>> begin Provided records

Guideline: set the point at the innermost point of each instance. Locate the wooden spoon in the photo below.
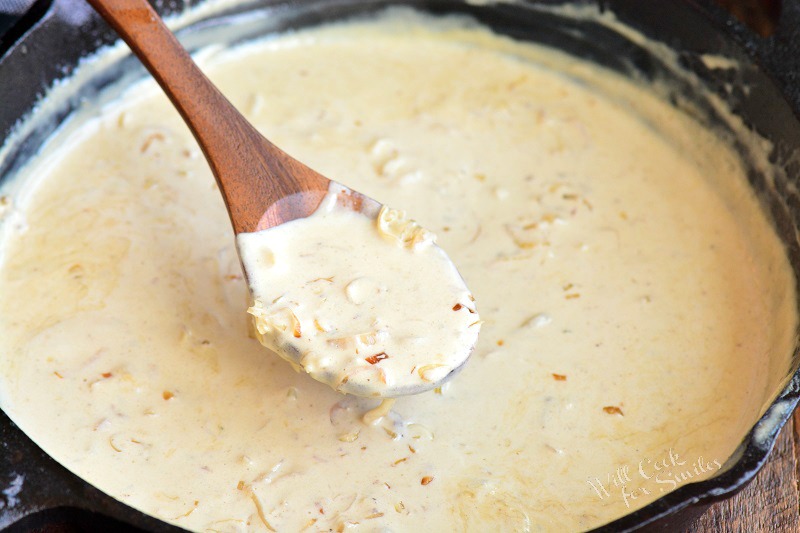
(263, 187)
(261, 184)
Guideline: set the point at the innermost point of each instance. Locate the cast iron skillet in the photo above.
(38, 493)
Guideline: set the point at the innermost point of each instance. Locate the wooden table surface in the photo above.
(770, 502)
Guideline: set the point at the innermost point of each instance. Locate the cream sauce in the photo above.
(632, 305)
(367, 305)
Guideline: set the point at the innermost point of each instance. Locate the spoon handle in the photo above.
(262, 185)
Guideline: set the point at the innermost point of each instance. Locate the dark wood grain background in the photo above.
(770, 503)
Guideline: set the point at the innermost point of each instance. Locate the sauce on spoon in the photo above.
(388, 323)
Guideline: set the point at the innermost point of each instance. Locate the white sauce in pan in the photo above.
(635, 300)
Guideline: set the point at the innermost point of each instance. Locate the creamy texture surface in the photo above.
(631, 291)
(369, 306)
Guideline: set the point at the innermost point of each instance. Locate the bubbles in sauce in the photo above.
(625, 294)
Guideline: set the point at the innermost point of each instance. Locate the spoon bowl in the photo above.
(266, 190)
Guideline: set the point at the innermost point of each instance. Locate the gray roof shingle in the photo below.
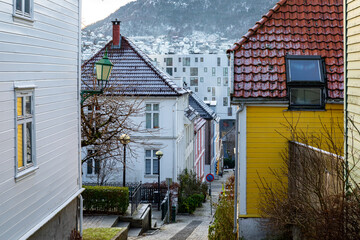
(133, 73)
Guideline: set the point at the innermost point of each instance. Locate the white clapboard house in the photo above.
(40, 177)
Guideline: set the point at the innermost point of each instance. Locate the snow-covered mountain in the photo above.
(179, 26)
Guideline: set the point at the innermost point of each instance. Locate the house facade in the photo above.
(287, 74)
(40, 182)
(351, 89)
(163, 122)
(212, 135)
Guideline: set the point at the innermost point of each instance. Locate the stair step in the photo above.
(134, 232)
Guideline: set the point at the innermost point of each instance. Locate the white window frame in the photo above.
(152, 111)
(151, 158)
(22, 14)
(24, 119)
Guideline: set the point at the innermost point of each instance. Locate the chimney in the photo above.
(116, 33)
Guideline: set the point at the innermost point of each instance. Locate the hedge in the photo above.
(101, 199)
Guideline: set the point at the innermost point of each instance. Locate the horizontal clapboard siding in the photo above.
(44, 53)
(266, 129)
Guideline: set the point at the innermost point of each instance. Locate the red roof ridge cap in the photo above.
(258, 24)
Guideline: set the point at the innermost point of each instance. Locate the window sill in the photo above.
(24, 20)
(25, 173)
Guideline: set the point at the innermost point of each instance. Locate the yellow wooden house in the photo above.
(287, 71)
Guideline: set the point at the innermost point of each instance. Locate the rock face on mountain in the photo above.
(226, 18)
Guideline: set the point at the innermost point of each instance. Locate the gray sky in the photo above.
(95, 10)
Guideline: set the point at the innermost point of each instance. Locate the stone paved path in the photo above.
(189, 227)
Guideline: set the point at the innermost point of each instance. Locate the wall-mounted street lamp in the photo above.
(103, 70)
(159, 154)
(124, 139)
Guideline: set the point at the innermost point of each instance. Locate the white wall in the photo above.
(46, 53)
(209, 62)
(169, 138)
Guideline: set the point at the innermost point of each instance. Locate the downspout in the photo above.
(79, 117)
(345, 96)
(237, 127)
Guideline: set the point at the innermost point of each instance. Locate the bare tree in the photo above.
(311, 197)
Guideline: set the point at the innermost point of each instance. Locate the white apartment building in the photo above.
(208, 75)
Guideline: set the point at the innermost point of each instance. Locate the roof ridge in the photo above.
(258, 24)
(148, 61)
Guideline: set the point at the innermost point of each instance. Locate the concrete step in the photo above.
(134, 232)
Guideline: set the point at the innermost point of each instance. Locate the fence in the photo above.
(135, 198)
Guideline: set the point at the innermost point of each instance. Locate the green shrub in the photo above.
(222, 226)
(192, 192)
(100, 199)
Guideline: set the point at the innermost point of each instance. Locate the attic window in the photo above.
(305, 82)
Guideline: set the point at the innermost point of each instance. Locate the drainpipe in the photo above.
(240, 109)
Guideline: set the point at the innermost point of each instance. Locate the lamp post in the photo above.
(124, 139)
(103, 70)
(159, 154)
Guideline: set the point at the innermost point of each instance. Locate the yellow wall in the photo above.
(265, 125)
(352, 59)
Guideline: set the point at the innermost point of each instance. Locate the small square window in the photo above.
(194, 81)
(305, 82)
(193, 71)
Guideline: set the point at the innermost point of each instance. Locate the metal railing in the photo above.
(135, 198)
(165, 206)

>> end Provided records

**Short problem:**
All lines from the one that contains "attic window in the photo above." through the end of the material are to be quoted exactly, with both ends included.

**Task response:**
Guideline: set the point at the innermost point of each instance. Locate the attic window in the photo above.
(305, 82)
Guideline: set the point at the innermost point of each instance. Locate the drainpipe in the photo above.
(240, 109)
Guideline: set the point at the innermost point of each instance. Locate the lamp post in the photo above.
(124, 139)
(103, 70)
(159, 154)
Guideline: set the point at the innermost point of each instance. Locate the yellow wall in the photo above.
(265, 125)
(352, 59)
Guideline: set the point at the innermost point of each instance. Locate the small square window in the photo above.
(194, 81)
(305, 82)
(193, 71)
Guideline: set the point at the innermost point of each instance. Locate the metal railing in the photo above.
(135, 198)
(165, 206)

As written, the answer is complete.